→ **SELECTED EXCERPT**:
When I argue for WoC to take the lead in the arts, people are compelled to start naming names. They ask, “What about [insert name of a highly visible WoC in the arts here]?” Yes, there are some–several, in fact. When listed (as I start to do later in this piece), the presence of WoC feels significant and undeniable. But as Michele Wallace argues in her essay, visibility does not equal power and it does not protect us from disappearing into the buried alcoves of history. Depending on whose hands are dealing the cards, these examples of visibility can be superficial and sometimes lack the depth to make them feel like a convincing example of our experiences and existence, or hold any sign of authenticity.
Visibility is significant, no doubt, but it’s basic. It’s the low hanging fruit and the easiest thing to do. Sometimes it’s simply tokenism for the sake of ‘good’ optics and diversity initiatives running wild and unchallenged. For example, when choosing an image for a website homepage, newsletter, or institutional Instagram feed, make sure it’s got some PoC in there as evidence that you’re inclusive. Every once in a while, put some extra marketing dollars behind that event inviting important PoC and WoC voices to the mic and the stage (and be sure to snap some photos of that beautiful Black and Brown audience that shows up for them). This is shaky evidence–too shaky to be taken as true care and inclusion.
If that’s the least that can be done, then what is the most–or at least more? More looks like the people behind cultural organizations and platforms being WoC. It can also look like WoC pushing for, making space in, and claiming leading positions at these organizations. It looks like having access to resources and opportunities to build our own organizations, institutions, and platforms from the ground up, if that’s what some WoC desire. The most looks like me no longer needing to write these words and make this case because the examples are clear and abundant, constantly growing and not discounted.

→ **CHALLENGE 1**:
Do the following statements agree with the excerpt on visibility in the arts? Answer each with yes or no and quote the words of the excerpt that decide it.
(a) The excerpt holds that visibility equals power.
(b) The excerpt calls visibility the easiest thing to do.
(c) The excerpt says more can look like WoC claiming leading positions at cultural organizations.

→ **RECORDS TO USE**:
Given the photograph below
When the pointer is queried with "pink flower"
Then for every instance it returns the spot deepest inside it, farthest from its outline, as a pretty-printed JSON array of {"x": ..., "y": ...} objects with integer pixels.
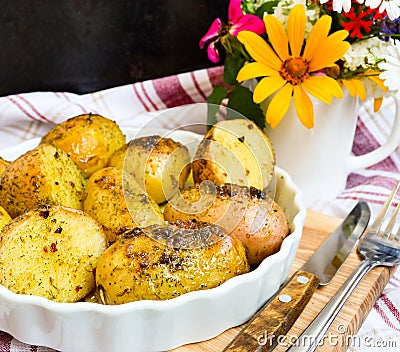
[{"x": 237, "y": 22}]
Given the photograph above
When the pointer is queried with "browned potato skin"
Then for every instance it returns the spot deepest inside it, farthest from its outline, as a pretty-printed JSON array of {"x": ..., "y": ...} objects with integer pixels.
[
  {"x": 3, "y": 165},
  {"x": 140, "y": 268},
  {"x": 105, "y": 201},
  {"x": 51, "y": 252},
  {"x": 5, "y": 218},
  {"x": 235, "y": 151},
  {"x": 160, "y": 165},
  {"x": 89, "y": 139},
  {"x": 43, "y": 175},
  {"x": 236, "y": 214}
]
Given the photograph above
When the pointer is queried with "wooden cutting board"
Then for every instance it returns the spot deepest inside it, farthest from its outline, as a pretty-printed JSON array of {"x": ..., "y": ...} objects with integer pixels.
[{"x": 317, "y": 227}]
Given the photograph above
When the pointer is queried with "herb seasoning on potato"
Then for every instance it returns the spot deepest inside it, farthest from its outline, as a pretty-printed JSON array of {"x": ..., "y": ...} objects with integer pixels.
[
  {"x": 43, "y": 175},
  {"x": 160, "y": 165},
  {"x": 140, "y": 267},
  {"x": 89, "y": 139},
  {"x": 244, "y": 212},
  {"x": 115, "y": 201},
  {"x": 51, "y": 252}
]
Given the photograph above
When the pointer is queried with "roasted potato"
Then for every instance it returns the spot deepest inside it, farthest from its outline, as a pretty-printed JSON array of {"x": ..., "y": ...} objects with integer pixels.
[
  {"x": 244, "y": 212},
  {"x": 140, "y": 267},
  {"x": 118, "y": 203},
  {"x": 4, "y": 218},
  {"x": 3, "y": 165},
  {"x": 89, "y": 139},
  {"x": 51, "y": 252},
  {"x": 160, "y": 165},
  {"x": 43, "y": 175},
  {"x": 235, "y": 151}
]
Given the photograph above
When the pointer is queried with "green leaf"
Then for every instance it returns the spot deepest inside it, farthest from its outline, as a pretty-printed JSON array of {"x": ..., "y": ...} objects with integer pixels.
[
  {"x": 268, "y": 7},
  {"x": 214, "y": 100},
  {"x": 241, "y": 100}
]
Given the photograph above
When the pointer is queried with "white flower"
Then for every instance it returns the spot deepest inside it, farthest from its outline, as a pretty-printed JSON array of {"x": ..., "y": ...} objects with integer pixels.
[
  {"x": 282, "y": 9},
  {"x": 365, "y": 53},
  {"x": 338, "y": 5},
  {"x": 392, "y": 7},
  {"x": 391, "y": 67}
]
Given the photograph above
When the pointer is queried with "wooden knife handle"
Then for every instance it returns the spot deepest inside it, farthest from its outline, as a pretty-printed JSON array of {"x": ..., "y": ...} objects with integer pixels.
[{"x": 277, "y": 316}]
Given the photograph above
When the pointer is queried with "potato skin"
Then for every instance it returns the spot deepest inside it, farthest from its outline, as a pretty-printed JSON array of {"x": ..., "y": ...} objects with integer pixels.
[
  {"x": 89, "y": 139},
  {"x": 3, "y": 165},
  {"x": 235, "y": 151},
  {"x": 141, "y": 268},
  {"x": 43, "y": 175},
  {"x": 4, "y": 218},
  {"x": 245, "y": 213},
  {"x": 160, "y": 165},
  {"x": 51, "y": 252},
  {"x": 116, "y": 203}
]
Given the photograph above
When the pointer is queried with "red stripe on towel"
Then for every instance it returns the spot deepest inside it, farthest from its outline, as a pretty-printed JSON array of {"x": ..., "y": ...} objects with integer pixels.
[
  {"x": 134, "y": 86},
  {"x": 154, "y": 105},
  {"x": 171, "y": 92},
  {"x": 20, "y": 107}
]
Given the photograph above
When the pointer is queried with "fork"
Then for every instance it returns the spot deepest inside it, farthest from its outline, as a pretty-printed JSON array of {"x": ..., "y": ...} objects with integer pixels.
[{"x": 378, "y": 248}]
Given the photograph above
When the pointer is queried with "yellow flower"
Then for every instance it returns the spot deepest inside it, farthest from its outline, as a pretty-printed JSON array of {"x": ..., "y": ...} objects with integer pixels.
[
  {"x": 356, "y": 87},
  {"x": 288, "y": 69}
]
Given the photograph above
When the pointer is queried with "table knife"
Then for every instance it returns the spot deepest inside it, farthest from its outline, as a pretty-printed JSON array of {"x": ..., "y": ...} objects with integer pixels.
[{"x": 277, "y": 316}]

→ **CHALLENGE 2**:
How many lines of the records contain the string "potato"? Count them and reply with the number alone.

→ **EXERCISE ANSWER 1**:
(a) No: "visibility does not equal power"
(b) Yes: "It’s the low hanging fruit and the easiest thing to do."
(c) Yes: "It can also look like WoC pushing for, making space in, and claiming leading positions at these organizations."

→ **EXERCISE ANSWER 2**:
4